**Written task**
Rewrite every line from the first one up to and including the line with "point(68, 85)", requests included. Scale the coordinates in the answers only by 1.25, and round each result to a whole number with halves rounded up.

(Dataset entries)
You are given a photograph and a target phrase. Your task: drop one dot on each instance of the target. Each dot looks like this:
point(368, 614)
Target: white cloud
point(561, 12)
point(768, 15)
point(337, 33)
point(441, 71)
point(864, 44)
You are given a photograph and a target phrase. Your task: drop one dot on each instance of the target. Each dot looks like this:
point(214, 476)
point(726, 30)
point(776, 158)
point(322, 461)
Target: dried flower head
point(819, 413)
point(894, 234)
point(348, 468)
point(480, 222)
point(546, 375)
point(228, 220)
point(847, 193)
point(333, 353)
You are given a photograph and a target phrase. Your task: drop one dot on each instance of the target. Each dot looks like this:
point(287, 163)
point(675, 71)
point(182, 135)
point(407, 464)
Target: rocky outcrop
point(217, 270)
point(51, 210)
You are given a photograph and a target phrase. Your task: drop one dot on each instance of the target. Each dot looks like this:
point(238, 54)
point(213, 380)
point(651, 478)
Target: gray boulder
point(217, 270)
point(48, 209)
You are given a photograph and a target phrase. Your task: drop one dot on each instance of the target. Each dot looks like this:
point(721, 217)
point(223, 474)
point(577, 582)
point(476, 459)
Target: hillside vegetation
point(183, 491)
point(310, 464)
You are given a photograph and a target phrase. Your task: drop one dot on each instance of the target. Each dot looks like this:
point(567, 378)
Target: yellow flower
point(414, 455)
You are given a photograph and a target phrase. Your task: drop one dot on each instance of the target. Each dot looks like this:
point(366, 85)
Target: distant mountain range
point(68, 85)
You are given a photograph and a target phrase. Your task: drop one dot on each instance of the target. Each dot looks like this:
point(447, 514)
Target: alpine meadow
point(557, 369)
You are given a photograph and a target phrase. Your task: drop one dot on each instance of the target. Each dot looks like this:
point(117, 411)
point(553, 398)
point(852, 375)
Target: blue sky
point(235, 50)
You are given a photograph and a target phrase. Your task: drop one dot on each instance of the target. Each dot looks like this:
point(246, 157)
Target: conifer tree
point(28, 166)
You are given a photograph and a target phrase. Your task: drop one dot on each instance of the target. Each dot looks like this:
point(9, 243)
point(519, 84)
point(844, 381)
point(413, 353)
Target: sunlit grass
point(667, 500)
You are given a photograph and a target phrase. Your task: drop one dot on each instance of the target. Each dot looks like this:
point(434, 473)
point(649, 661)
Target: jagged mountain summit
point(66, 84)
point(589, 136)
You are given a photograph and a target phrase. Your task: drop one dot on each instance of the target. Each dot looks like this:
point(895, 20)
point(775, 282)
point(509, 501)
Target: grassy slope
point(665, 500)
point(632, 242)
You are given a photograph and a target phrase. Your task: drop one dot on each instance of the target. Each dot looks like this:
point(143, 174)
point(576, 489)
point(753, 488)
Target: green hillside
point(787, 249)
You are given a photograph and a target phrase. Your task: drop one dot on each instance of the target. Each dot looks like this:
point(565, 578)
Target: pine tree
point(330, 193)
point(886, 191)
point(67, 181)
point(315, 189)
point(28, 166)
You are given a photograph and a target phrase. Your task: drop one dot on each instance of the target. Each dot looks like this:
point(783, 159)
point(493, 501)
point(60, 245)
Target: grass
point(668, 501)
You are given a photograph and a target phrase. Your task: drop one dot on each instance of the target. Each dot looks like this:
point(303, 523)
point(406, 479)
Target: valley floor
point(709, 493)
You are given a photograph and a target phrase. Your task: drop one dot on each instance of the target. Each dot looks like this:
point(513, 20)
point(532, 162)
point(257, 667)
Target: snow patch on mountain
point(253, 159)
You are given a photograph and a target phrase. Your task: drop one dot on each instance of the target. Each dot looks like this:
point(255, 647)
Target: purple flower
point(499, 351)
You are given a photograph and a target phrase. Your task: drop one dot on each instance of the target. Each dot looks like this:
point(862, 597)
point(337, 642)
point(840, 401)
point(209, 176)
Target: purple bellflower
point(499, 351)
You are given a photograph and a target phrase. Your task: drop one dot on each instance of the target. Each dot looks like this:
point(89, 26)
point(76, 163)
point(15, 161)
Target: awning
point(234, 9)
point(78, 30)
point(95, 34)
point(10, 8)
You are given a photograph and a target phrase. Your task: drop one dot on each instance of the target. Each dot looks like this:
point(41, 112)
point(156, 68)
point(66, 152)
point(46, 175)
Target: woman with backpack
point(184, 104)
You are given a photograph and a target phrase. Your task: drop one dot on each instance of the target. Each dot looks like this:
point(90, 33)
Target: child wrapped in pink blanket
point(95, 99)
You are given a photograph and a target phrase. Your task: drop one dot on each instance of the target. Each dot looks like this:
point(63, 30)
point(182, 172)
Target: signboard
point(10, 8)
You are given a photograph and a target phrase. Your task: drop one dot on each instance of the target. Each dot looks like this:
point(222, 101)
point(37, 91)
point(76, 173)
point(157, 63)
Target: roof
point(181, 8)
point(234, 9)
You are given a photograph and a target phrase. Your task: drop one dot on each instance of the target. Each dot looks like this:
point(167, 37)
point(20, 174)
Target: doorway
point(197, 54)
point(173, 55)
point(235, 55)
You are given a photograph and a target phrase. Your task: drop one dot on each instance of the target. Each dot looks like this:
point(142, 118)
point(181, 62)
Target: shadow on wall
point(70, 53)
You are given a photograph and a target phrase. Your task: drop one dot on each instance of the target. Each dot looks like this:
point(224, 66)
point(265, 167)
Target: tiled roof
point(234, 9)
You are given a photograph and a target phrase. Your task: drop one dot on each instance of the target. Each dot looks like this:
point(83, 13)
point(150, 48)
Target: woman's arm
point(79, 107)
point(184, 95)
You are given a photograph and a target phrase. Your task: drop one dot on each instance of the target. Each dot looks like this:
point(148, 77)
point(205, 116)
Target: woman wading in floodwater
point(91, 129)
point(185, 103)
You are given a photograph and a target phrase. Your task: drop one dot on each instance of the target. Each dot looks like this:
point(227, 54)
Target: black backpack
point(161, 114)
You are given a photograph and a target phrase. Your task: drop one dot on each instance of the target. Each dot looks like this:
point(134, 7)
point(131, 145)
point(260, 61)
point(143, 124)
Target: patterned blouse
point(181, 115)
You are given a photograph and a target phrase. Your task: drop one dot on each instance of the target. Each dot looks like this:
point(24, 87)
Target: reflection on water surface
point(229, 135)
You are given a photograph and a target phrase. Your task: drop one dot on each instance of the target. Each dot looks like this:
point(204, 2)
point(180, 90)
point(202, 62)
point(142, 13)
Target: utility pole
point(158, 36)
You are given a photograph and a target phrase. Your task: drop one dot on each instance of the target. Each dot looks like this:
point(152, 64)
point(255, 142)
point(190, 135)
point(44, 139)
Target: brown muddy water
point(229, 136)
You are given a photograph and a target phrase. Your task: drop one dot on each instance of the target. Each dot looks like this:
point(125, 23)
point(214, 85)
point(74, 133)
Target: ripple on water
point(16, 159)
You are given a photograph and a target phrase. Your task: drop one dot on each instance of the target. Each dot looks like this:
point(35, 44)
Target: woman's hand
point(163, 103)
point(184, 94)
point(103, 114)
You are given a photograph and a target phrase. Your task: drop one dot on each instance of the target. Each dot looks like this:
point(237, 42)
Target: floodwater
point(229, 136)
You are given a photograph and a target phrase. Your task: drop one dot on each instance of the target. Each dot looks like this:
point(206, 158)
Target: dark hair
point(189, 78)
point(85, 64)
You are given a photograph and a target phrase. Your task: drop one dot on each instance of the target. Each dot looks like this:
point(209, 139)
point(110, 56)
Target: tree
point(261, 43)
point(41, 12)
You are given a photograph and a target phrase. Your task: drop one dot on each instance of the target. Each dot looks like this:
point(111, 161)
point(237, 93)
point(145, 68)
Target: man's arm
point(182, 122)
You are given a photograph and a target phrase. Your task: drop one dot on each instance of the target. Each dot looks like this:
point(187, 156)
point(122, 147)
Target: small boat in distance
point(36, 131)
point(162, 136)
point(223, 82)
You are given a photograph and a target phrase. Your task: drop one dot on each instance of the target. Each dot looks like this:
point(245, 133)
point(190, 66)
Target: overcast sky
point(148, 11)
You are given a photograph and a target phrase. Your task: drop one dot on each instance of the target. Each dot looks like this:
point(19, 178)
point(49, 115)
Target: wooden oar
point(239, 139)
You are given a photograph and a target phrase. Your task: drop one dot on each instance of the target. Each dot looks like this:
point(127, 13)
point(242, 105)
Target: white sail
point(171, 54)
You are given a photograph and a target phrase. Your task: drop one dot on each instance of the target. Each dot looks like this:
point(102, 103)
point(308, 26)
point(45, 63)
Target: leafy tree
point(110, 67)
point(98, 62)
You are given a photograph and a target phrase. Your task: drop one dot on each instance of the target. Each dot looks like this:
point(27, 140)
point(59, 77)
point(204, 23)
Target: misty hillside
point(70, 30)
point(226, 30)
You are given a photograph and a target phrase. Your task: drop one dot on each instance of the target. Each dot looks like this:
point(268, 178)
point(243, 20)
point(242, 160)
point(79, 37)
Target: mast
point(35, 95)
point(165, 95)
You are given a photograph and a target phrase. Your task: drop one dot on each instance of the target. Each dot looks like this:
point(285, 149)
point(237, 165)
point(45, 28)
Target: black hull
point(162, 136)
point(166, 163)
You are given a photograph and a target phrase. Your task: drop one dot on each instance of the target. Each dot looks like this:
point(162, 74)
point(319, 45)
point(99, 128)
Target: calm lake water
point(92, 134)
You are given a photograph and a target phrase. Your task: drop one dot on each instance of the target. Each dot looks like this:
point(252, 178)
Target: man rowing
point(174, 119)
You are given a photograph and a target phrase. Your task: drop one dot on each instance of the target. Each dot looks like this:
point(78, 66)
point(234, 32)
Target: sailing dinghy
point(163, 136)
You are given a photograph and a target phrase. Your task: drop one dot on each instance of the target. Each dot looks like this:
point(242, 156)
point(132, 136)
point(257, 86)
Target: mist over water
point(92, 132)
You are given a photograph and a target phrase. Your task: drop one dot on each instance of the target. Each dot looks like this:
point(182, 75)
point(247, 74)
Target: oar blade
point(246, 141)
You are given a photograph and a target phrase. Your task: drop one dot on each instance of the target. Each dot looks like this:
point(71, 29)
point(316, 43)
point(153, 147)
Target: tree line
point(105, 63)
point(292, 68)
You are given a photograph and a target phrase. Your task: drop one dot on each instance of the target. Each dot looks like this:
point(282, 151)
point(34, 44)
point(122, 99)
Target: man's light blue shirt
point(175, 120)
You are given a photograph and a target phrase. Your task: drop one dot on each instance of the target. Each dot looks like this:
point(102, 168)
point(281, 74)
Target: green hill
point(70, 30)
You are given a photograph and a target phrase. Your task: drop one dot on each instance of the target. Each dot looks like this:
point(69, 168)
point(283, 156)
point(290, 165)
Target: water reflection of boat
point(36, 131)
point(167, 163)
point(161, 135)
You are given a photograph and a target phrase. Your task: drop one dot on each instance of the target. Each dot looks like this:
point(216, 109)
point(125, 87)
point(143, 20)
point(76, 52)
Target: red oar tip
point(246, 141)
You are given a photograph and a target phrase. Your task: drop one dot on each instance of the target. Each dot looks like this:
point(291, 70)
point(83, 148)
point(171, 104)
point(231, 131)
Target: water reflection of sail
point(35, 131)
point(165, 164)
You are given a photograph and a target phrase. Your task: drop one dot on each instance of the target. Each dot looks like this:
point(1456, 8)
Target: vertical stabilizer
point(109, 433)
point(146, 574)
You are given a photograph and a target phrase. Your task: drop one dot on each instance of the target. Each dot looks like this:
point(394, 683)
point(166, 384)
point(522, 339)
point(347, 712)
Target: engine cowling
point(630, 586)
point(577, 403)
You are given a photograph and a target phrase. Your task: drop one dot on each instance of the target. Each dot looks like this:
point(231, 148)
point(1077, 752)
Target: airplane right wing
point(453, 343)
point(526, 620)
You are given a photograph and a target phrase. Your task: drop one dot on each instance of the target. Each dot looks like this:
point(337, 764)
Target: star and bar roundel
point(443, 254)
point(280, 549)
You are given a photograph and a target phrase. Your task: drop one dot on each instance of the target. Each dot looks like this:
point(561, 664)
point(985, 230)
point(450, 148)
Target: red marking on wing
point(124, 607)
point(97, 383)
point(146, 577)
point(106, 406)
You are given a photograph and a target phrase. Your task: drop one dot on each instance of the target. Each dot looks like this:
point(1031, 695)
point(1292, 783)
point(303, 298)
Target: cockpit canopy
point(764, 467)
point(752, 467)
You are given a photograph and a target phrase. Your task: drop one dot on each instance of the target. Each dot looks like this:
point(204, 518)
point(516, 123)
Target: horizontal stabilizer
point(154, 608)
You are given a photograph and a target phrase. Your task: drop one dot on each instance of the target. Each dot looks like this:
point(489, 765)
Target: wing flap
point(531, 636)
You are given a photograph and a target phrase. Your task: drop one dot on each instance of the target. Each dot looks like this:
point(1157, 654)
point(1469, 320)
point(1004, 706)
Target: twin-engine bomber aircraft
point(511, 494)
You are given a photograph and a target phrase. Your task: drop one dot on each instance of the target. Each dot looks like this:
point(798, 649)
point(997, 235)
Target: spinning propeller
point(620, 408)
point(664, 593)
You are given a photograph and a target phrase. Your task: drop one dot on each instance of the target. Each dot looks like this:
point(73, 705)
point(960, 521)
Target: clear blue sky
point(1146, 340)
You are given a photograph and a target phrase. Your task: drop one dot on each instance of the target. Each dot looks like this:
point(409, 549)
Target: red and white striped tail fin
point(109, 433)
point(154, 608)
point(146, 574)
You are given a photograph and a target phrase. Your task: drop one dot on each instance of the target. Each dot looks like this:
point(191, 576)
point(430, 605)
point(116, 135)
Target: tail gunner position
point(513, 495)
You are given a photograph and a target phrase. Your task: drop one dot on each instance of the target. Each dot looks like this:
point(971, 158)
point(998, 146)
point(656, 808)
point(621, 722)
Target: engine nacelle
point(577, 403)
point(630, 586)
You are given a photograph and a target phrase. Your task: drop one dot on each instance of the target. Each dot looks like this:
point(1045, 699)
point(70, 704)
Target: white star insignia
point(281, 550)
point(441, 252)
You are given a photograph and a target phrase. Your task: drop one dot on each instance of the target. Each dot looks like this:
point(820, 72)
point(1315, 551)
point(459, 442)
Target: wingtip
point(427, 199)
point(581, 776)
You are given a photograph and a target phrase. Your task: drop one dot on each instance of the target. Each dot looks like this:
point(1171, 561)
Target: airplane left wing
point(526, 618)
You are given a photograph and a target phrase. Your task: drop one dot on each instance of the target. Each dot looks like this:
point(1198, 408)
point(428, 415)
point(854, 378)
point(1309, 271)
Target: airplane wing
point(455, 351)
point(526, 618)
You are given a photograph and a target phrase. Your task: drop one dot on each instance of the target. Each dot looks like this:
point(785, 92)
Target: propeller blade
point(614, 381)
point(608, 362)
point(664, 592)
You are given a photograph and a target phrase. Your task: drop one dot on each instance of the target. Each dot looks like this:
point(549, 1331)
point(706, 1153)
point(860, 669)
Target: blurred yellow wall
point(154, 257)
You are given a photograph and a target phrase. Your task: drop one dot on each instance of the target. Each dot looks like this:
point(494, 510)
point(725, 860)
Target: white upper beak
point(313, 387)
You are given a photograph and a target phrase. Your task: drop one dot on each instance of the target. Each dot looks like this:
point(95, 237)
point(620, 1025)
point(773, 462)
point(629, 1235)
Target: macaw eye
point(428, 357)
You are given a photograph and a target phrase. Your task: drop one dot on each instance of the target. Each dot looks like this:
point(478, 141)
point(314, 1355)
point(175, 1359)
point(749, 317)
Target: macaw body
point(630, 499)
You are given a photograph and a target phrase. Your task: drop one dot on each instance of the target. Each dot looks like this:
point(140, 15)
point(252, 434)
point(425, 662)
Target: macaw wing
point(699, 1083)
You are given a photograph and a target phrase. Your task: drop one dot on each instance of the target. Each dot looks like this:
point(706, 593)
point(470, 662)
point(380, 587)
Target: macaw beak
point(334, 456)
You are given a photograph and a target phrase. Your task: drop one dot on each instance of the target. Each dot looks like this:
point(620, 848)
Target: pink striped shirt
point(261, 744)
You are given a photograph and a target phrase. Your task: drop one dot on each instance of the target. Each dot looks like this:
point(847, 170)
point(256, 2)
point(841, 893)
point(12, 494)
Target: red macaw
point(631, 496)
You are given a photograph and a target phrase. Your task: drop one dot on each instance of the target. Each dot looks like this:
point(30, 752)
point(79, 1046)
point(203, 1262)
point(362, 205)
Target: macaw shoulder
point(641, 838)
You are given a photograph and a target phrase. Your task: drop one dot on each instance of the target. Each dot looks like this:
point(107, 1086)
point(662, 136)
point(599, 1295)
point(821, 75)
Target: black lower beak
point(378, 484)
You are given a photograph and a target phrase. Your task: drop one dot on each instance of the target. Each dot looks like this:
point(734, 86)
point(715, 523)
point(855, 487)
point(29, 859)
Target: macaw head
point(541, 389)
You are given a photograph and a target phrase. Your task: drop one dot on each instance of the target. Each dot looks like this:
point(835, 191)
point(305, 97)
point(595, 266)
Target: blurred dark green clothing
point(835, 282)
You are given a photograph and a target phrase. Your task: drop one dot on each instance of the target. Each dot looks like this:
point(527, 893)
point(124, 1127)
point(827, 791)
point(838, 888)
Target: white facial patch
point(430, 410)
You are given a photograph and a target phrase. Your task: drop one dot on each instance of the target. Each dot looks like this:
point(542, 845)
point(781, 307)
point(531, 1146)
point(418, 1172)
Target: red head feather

**Final result**
You are given a photograph and a target phrase. Your task: drop one dot on each instance of the target. Each dot looks like this:
point(368, 614)
Target: white cloud
point(701, 15)
point(960, 19)
point(421, 41)
point(551, 89)
point(1080, 55)
You are given a photograph and a target phrase. Your task: drop one dot on each instance of the target. Each dot looks like this:
point(214, 476)
point(726, 30)
point(776, 158)
point(322, 461)
Target: dried flower head
point(1024, 516)
point(1118, 293)
point(435, 585)
point(600, 278)
point(683, 469)
point(285, 275)
point(1059, 241)
point(416, 441)
You are given a photograph and a target phrase. Your task: drop one dot on each instance of the target. Each dot looks like this:
point(287, 163)
point(675, 71)
point(182, 135)
point(407, 464)
Target: rocky outcrop
point(271, 338)
point(64, 263)
You are given a photograph and a target phrase. Your task: drop one dot on each instance of the target. Each dot looks like this:
point(238, 54)
point(213, 380)
point(651, 478)
Target: gray boulder
point(271, 338)
point(60, 261)
You are given a photograph and a target phrase. Your task: drop one dot on each instance of the target. Each dot looks like this:
point(721, 217)
point(223, 474)
point(577, 582)
point(476, 459)
Target: hillside vegetation
point(229, 614)
point(388, 580)
You are given a photograph and a target phrase. Your task: drop one dot on each instance of the target. Each dot looks like this:
point(567, 378)
Target: yellow flower
point(518, 569)
You are given a photograph and a target phrase. Your task: drop one dot on each instance of the target. Each dot looks like this:
point(366, 85)
Target: distant mountain range
point(85, 106)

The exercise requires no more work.